→ Given passage:
To the Contrary, Trump Has Tried to Weaken Protections for Pre-existing Conditions

President Trump was not in Washington when the Affordable Care Act passed and established a right to health insurance for Americans with pre-existing health conditions. His first legislative priority as president was a bill that would have repealed key parts of Obamacare and weakened such protections. His Justice Department is arguing in court that the entire law should be overturned.

His tweets Monday morning, describing himself as “the person who saved pre-existing conditions,” contradict this record.

It is true that Mr. Trump signed a law eliminating the tax penalties for Americans who go without health insurance — the so-called individual mandate. That provision was one of the least popular parts of Obamacare. But that legislative change has not improved protections for Americans with pre-existing health conditions. If anything, it has placed them in jeopardy, by forming the basis of a lawsuit that could erase the Affordable Care Act.

Here’s a brief history of President Trump’s record on pre-existing health conditions.

No. The president was not in Washington and not in politics when the Affordable Care Act was written, debated and passed in 2009 and 2010. The health law established consumer protections for Americans who buy their insurance, including a rule that health insurers must offer coverage to anyone who wishes to buy it, with prices varying only by region and the age of the customer.

Before Obamacare, some states protected people with pre-existing conditions in this way, but most did not. Americans with prior illnesses like cancer, asthma, even acne, often had trouble buying insurance for themselves and their families. One state that did protect people with pre-existing conditions was New York, where the media executive and presidential candidate Michael Bloomberg currently resides and where Mr. Trump did at the time. (Mr. Bloomberg’s recent television advertisements, which attack Mr. Trump’s health care record, appear to have prompted the tweets.)

The Affordable Care Act was a large and complex law, with many provisions that have proved controversial. But the protections for people with pre-existing conditions enjoy widespread public support.

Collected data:
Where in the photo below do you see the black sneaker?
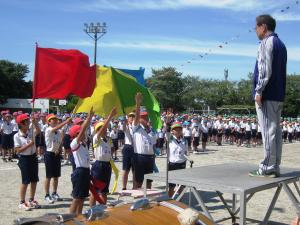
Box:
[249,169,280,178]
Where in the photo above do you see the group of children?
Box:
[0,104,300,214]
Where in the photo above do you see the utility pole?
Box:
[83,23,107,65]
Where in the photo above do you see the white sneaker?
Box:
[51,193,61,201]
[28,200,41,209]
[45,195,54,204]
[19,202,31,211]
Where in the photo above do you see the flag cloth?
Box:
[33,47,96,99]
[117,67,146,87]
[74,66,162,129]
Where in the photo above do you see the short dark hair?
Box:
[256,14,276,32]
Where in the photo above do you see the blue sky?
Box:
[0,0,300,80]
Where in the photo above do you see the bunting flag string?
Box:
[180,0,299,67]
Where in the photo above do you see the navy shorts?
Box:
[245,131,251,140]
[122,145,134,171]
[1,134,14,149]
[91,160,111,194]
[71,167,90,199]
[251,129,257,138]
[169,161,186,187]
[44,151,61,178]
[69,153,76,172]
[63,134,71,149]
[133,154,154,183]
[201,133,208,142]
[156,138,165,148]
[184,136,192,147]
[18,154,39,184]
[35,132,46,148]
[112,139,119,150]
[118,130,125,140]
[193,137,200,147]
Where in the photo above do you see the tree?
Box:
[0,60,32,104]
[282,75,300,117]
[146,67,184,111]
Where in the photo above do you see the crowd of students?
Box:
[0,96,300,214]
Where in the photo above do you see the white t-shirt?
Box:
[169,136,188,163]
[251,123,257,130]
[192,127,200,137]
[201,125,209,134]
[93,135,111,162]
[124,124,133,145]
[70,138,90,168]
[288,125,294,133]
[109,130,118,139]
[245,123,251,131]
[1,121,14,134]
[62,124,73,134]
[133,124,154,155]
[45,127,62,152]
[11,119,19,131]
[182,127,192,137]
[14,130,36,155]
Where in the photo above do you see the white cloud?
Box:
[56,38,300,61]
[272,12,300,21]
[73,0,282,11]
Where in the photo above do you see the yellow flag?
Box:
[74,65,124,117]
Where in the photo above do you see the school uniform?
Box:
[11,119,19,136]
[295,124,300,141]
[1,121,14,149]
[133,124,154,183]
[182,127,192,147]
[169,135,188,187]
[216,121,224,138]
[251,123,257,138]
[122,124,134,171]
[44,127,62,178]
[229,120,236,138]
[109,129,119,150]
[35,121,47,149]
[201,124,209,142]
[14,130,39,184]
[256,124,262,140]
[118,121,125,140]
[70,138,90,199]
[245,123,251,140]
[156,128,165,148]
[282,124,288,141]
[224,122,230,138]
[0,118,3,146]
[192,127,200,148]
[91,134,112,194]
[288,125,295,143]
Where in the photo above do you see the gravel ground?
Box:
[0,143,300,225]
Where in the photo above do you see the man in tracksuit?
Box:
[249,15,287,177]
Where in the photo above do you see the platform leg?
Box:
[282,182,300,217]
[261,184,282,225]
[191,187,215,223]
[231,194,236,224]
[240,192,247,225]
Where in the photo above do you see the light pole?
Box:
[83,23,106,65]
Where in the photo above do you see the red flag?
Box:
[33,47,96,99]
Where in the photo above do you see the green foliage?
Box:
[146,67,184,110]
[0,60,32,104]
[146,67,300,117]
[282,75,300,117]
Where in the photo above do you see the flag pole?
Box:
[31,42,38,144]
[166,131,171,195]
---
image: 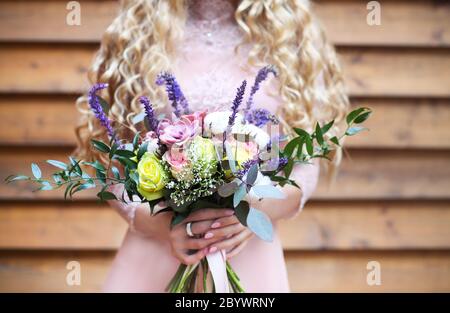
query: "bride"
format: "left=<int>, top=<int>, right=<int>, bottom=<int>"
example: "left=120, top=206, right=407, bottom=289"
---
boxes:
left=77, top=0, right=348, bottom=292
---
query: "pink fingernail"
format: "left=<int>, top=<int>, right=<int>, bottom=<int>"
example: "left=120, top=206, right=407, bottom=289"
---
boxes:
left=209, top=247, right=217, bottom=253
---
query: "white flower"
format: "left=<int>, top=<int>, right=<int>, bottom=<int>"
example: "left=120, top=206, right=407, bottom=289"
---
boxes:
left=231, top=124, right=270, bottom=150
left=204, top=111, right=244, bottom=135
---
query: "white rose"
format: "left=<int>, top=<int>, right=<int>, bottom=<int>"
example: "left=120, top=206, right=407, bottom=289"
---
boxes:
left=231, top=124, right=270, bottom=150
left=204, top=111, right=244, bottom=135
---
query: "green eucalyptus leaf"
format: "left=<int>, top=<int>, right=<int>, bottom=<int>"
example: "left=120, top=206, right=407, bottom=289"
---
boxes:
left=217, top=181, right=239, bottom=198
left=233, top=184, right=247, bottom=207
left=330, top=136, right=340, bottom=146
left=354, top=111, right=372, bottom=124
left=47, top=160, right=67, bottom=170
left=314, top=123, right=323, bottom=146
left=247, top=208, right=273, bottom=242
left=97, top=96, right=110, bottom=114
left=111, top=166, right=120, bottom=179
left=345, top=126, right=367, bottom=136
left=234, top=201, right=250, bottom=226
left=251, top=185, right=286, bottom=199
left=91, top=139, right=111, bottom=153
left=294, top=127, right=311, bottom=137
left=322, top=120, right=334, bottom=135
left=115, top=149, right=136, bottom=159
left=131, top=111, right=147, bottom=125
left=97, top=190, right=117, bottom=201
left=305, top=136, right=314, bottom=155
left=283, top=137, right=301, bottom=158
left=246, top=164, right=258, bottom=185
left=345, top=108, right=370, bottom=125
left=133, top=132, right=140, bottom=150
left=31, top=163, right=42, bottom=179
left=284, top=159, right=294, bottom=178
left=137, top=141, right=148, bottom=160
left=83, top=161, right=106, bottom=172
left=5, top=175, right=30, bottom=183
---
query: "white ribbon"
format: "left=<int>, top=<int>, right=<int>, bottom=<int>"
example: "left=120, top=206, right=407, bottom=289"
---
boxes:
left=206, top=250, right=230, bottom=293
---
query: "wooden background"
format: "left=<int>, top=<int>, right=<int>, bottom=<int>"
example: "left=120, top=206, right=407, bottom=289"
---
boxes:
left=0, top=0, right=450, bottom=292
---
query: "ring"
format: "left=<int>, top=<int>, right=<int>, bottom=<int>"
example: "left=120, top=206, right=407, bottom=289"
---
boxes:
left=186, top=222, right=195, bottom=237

→ What to work on:
1. In the article on Trump and pre-existing conditions, rewrite the paragraph that begins "It is true that Mr. Trump signed" in fewer words, keeping its main facts.
2. Print the part of the article on Trump and pre-existing conditions from "It is true that" to "on pre-existing health conditions.".

→ Task-by-task results:
1. Mr. Trump signed a law ending the tax penalties for Americans who go without health insurance, known as the individual mandate and one of Obamacare's least popular parts. That change has not improved protections for people with pre-existing conditions. If anything, it has put them at risk, because it is the basis of a lawsuit that could erase the Affordable Care Act.

2.
It is true that Mr. Trump signed a law eliminating the tax penalties for Americans who go without health insurance — the so-called individual mandate. That provision was one of the least popular parts of Obamacare. But that legislative change has not improved protections for Americans with pre-existing health conditions. If anything, it has placed them in jeopardy, by forming the basis of a lawsuit that could erase the Affordable Care Act.

Here’s a brief history of President Trump’s record on pre-existing health conditions.